- **Source document**:
Prosecutorial Discretion

Background

On January 13, 2023, the US Department of Homeland Security (DHS) released guidance on Prosecutorial Discretion that outlines a new, streamlined process for immigrant workers to obtain temporary protection from deportation and work authorization if they are involved in a labor dispute. Specifically, this guidance clarifies that immigrant workers may receive deferred action or parole in place if they have an actual or perceived fear that the employer will retaliate against them for exercising their labor rights due to their immigration status, and the employer is under investigation by a federal or state labor agency and the labor agency supports their request.

The goal of the PD process is to facilitate labor law investigations by protecting immigrant workers from retaliation and immigration enforcement while labor agencies investigate or prosecute a labor dispute. This new guidance is rooted in longstanding inter-agency cooperation between labor agencies and DHS and draws on existing DHS authority to exercise prosecutorial discretion. The PD process permits the New York State Department of Labor (NYSDOL) to evaluate requests for a “statement of interest” (SOI) supporting a worker’s request for prosecutorial discretion from DHS. Once the request is approved by DHS, all workers at the worksite impacted by the investigation can apply for deferred action.  Each application will be evaluated by US Department of Homeland Security on its individual merits.

NYSDOL COMMITMENT TO WORKER PROTECTION

NYSDOL is committed to protecting and promoting the safety and health, wages, and working conditions of all workers in New York State regardless of immigration status. We have a strong interest in addressing minimum wage, overtime, recordkeeping, child labor, and workplace anti-retaliation issues. We do this by providing education, consultation services, and enforcement action in a fair, timely and consistent manner. In order for NYSDOL to effectuate laws under its jurisdiction, regardless of immigration status, individuals must feel free to participate in NYSDOL investigations and proceed without fear of retaliation or immigration related consequences.

Records from a data source
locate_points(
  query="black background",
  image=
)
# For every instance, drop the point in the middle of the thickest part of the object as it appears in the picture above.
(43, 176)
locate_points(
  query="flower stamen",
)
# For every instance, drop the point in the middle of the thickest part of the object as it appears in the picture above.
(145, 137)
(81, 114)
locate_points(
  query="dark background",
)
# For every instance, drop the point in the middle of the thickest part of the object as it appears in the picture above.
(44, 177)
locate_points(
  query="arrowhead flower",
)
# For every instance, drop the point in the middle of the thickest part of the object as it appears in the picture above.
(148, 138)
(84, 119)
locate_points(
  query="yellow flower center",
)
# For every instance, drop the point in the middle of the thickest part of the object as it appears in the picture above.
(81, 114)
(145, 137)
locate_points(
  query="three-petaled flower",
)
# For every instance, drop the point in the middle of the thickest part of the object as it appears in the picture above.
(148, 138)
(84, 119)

- **Tasks to perform**:
- 1) Rewrite the paragraph of the prosecutorial discretion text that begins "The goal of the PD process" as a short bulleted list that keeps its main facts.
- 2) Answer these questions using the prosecutorial discretion text:
(a) On what date did DHS release its guidance on Prosecutorial Discretion?
(b) What do the letters SOI stand for?
(c) Which issues does NYSDOL say it has a strong interest in addressing?
- 3) Retype the prosecutorial discretion text from "The goal of" to "its individual merits.".
These rows have nothing to do with the prosecutorial discretion text.

- **Results of the exercise**:
- 1)
- The PD process aims to support labor law investigations by shielding immigrant workers from retaliation and immigration enforcement while labor agencies investigate or prosecute a labor dispute.
- The guidance builds on long-standing cooperation between labor agencies and DHS and on DHS's existing authority to exercise prosecutorial discretion.
- NYSDOL can review requests for a "statement of interest" (SOI) that backs a worker's request to DHS for prosecutorial discretion.
- After DHS approves the request, all workers at the worksite affected by the investigation can apply for deferred action.
- DHS judges each application on its own merits.

- 2)
(a) January 13, 2023
(b) Statement of interest
(c) Minimum wage, overtime, recordkeeping, child labor, and workplace anti-retaliation issues

- 3)
The goal of the PD process is to facilitate labor law investigations by protecting immigrant workers from retaliation and immigration enforcement while labor agencies investigate or prosecute a labor dispute. This new guidance is rooted in longstanding inter-agency cooperation between labor agencies and DHS and draws on existing DHS authority to exercise prosecutorial discretion. The PD process permits the New York State Department of Labor (NYSDOL) to evaluate requests for a “statement of interest” (SOI) supporting a worker’s request for prosecutorial discretion from DHS. Once the request is approved by DHS, all workers at the worksite impacted by the investigation can apply for deferred action.  Each application will be evaluated by US Department of Homeland Security on its individual merits.